▶ _Daftar Tugas_
1/ Jawab pertanyaan berikut berdasarkan teks tentang larangan penutup wajah.
(a) Di negara mana saja terdapat larangan serupa dengan larangan Belanda?
(b) Siapa yang memulai proses larangan tersebut 14 tahun lalu?
(c) Berapa besar denda bagi orang yang menolak melepas penutup wajah?
2/ Tentukan apakah setiap pernyataan berikut sesuai dengan teks tentang larangan penutup wajah. Jawab ya atau tidak, lalu kutip kata-kata penentu dari teks.
(a) Di Prancis dan Belgia, burka masih boleh dipakai di jalanan.
(b) Alasan utama pemerintah Belanda atas larangan itu adalah kesehatan masyarakat.
(c) Larangan Belanda berlaku di rumah sakit.
3/ Tulis ulang bagian teks tentang larangan penutup wajah yang dimulai pada kata "Keamanan publik adalah" dan berhenti setelah kata "dan 450 Euro.". Ganti "Keamanan publik" dengan "Ketertiban umum".

▶ _Kutipan Teks_
· · ·
Tepat 1 Agustus lalu, sudah satu tahun sejak pemerintah Belanda menyetujui undang-undang kontroversial yang melarang pakaian yang menutup seluruh wajah. Larangan serupa yaitu di Prancis dan Belgia. Larangan Belanda melarang pakaian seperti itu dikenakan bagi warga yang menaiki transportasi umum atau di gedung-gedung umum seperti sekolah, rumah sakit, dan gedung pemerintah. Di Prancis dan Belgia, burka masih diizinkan dipakai di jalanan.
Keamanan publik adalah alasan utama yang diberikan pemerintah Belanda atas larangan tersebut, sebuah proses yang dimulai 14 tahun lalu oleh Geert Wilders, pemimpin Partai sayap kanan untuk Kebebasan. Hukuman untuk menolak melepas penutup wajah adalah denda antara 150 Euro dan 450 Euro.
· · ·
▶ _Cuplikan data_

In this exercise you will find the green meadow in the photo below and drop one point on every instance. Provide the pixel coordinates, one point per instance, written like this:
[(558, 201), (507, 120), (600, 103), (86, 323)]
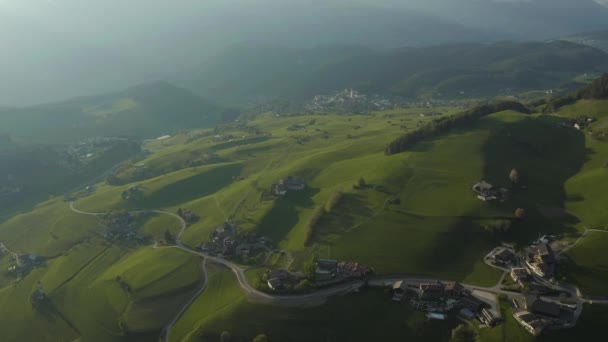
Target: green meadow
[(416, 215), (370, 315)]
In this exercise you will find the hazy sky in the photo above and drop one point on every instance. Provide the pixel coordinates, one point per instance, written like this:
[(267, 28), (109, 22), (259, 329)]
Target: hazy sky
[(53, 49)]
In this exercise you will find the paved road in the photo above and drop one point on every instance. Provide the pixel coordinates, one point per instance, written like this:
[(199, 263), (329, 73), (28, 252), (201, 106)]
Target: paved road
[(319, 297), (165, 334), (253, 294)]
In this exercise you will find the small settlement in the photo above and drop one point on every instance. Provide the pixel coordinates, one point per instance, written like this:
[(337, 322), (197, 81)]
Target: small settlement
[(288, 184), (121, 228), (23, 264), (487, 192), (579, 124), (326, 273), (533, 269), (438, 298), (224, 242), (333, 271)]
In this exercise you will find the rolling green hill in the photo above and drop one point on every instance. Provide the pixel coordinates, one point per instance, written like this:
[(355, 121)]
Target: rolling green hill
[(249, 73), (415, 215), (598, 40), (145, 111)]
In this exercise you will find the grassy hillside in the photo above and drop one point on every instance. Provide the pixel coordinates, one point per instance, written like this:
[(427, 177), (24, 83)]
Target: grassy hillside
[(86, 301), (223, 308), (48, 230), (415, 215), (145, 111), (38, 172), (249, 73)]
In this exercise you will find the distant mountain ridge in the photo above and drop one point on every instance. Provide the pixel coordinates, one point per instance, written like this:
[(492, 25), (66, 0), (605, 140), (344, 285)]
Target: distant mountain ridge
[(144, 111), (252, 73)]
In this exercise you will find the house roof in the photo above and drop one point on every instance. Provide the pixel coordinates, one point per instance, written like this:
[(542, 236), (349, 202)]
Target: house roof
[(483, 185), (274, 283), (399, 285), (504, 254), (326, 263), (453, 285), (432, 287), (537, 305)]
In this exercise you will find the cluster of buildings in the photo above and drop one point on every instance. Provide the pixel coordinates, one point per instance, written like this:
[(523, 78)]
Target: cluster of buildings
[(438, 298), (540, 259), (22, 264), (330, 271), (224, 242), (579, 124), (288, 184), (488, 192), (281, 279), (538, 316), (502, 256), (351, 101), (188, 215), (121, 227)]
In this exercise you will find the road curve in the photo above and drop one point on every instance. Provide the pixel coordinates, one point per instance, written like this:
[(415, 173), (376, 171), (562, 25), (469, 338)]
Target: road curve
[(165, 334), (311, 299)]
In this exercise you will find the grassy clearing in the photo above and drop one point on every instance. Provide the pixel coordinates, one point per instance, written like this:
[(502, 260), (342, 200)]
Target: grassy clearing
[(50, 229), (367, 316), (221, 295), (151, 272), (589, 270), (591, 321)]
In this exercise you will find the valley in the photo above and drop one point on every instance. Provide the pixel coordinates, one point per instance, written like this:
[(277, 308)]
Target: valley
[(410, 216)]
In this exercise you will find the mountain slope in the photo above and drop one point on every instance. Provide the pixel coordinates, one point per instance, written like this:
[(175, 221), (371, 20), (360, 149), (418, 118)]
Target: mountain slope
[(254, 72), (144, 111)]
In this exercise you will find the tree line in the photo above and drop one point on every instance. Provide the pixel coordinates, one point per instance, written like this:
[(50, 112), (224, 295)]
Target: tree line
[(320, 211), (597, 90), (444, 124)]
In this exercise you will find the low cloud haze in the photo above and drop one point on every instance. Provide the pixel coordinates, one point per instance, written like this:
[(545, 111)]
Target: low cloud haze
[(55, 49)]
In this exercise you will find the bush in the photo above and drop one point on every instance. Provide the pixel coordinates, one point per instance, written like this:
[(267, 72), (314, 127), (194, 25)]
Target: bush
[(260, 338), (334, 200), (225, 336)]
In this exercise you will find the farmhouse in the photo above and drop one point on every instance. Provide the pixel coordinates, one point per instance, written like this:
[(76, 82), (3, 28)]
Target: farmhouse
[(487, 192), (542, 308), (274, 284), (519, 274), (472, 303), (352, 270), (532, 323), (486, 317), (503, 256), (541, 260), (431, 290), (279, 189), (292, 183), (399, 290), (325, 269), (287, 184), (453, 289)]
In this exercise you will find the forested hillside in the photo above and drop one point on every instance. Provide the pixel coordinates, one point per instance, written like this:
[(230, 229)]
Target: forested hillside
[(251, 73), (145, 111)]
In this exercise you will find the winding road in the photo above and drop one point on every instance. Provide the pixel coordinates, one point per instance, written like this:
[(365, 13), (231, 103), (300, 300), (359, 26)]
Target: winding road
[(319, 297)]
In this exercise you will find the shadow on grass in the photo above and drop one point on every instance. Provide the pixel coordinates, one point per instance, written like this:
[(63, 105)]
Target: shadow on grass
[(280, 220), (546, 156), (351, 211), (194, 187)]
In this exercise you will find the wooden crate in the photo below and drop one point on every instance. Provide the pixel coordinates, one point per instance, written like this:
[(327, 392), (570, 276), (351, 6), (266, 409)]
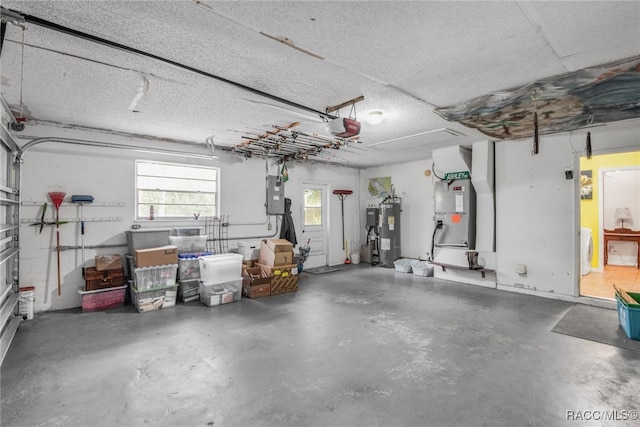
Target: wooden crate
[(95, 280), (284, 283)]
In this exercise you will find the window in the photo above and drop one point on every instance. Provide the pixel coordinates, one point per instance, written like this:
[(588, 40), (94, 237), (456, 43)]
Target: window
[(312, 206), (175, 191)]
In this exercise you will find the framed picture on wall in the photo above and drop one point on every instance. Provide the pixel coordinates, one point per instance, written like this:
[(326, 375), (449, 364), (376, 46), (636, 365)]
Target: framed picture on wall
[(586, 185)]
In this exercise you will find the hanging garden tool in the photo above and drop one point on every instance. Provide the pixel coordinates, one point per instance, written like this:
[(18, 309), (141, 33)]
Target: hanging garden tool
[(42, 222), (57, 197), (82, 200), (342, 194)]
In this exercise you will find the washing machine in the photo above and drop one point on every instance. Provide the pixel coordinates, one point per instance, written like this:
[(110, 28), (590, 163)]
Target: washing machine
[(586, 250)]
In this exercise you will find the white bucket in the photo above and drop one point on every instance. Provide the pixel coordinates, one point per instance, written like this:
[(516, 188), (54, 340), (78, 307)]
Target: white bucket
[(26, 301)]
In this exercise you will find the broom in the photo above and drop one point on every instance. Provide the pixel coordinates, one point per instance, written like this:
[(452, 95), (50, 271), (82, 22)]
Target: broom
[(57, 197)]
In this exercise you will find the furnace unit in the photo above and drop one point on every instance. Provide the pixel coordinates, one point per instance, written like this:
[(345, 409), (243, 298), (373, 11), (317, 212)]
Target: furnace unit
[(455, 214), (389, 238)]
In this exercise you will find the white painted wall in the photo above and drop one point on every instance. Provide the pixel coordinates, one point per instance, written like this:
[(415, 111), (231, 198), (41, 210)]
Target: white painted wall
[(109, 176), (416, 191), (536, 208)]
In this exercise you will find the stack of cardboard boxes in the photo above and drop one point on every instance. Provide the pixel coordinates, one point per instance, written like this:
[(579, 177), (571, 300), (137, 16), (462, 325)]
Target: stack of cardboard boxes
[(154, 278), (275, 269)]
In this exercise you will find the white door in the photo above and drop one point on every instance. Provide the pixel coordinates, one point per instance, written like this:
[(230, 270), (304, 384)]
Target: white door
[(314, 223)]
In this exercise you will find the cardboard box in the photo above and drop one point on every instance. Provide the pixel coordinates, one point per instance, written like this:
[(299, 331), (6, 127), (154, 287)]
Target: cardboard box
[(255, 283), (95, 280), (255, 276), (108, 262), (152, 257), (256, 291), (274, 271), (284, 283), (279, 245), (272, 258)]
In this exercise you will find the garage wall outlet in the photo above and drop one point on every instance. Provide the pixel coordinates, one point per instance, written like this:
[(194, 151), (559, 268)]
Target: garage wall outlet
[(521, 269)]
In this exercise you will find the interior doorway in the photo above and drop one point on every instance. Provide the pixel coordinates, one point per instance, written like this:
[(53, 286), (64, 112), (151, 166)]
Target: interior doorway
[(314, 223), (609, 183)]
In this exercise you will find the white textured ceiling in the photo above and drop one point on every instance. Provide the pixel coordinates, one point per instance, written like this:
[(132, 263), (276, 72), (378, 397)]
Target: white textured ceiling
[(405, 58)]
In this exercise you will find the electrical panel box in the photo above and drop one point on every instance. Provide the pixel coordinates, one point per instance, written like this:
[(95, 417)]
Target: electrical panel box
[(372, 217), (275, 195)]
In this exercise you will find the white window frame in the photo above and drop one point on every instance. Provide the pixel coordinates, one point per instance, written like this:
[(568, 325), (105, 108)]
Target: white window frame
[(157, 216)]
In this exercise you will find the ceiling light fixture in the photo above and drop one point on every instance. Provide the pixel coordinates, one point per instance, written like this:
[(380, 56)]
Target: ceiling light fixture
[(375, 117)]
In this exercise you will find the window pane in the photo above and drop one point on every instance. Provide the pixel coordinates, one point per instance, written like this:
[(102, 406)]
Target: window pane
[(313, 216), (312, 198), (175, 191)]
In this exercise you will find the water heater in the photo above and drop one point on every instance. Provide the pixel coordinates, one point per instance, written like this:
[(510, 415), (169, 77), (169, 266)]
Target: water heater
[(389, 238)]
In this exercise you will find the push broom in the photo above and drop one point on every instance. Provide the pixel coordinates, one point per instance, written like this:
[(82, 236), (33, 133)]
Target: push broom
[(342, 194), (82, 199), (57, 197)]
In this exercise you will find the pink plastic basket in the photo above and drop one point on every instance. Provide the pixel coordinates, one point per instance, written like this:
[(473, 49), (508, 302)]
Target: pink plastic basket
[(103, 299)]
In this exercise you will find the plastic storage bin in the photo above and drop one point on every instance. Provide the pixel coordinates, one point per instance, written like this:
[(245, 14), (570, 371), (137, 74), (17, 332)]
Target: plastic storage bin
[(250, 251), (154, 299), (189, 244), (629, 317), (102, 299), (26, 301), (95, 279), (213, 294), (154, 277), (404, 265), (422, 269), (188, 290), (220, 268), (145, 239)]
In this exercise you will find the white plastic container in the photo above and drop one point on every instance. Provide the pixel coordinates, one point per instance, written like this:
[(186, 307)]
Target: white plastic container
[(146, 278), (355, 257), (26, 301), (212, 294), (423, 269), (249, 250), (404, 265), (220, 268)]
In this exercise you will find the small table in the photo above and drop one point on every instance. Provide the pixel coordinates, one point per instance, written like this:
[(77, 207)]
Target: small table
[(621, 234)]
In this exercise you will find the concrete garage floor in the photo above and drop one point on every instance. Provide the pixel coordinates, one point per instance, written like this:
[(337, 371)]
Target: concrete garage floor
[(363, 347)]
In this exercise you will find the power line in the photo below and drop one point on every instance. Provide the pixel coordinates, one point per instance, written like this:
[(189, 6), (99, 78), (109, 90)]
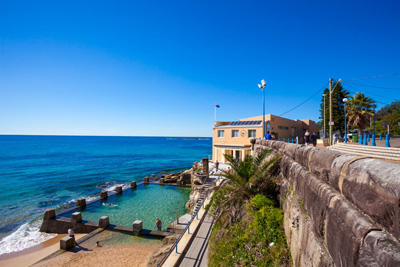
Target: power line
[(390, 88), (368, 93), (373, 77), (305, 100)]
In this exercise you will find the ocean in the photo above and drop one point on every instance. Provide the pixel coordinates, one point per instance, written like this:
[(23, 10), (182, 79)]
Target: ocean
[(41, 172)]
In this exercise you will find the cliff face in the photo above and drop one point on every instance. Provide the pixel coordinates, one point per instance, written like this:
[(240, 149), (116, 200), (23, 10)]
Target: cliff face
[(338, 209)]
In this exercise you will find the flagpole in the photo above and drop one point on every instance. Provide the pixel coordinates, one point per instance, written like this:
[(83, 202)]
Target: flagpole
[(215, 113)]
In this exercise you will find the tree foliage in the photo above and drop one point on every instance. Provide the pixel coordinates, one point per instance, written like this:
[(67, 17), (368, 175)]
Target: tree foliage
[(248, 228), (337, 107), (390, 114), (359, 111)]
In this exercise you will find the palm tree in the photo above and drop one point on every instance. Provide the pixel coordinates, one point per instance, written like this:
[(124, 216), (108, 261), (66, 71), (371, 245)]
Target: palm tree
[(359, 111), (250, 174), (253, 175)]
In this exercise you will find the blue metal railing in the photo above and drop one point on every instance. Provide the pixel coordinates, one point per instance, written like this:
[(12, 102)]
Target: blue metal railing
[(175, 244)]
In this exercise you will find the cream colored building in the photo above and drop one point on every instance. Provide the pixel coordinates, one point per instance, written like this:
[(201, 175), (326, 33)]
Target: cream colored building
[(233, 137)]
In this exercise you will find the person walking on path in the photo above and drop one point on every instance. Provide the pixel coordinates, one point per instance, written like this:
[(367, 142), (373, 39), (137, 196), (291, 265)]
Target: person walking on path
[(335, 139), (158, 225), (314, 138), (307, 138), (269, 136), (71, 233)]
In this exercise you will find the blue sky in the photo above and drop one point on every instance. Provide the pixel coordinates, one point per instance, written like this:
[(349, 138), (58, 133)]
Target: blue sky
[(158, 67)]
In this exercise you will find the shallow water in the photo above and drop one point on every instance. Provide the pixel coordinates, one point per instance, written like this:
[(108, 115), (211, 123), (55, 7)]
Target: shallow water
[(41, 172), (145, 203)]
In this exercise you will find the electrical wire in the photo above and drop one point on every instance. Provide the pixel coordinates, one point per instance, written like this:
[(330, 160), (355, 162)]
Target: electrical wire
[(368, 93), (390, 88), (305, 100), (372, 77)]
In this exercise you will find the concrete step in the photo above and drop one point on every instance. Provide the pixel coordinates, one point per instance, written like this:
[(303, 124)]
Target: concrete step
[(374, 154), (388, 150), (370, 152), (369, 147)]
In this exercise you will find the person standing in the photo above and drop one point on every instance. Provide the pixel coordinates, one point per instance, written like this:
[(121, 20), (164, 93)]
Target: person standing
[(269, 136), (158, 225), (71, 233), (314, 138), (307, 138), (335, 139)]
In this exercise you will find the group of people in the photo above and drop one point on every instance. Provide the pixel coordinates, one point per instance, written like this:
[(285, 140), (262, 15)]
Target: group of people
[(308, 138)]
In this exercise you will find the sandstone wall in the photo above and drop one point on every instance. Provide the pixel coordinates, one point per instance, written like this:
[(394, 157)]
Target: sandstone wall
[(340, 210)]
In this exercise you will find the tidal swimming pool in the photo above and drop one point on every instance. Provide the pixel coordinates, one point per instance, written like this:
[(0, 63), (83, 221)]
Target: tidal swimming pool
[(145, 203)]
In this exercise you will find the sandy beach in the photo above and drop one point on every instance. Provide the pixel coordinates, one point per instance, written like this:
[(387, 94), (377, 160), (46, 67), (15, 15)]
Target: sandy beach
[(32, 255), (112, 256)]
· · ·
▶ _Jawaban Bernomor_
1/
(a) Prancis dan Belgia.
(b) Geert Wilders, pemimpin Partai sayap kanan untuk Kebebasan.
(c) Antara 150 Euro dan 450 Euro.

2/
(a) Ya: "Di Prancis dan Belgia, burka masih diizinkan dipakai di jalanan."
(b) Tidak: "Keamanan publik adalah alasan utama yang diberikan pemerintah Belanda atas larangan tersebut"
(c) Ya: "gedung-gedung umum seperti sekolah, rumah sakit, dan gedung pemerintah"

3/
Ketertiban umum adalah alasan utama yang diberikan pemerintah Belanda atas larangan tersebut, sebuah proses yang dimulai 14 tahun lalu oleh Geert Wilders, pemimpin Partai sayap kanan untuk Kebebasan. Hukuman untuk menolak melepas penutup wajah adalah denda antara 150 Euro dan 450 Euro.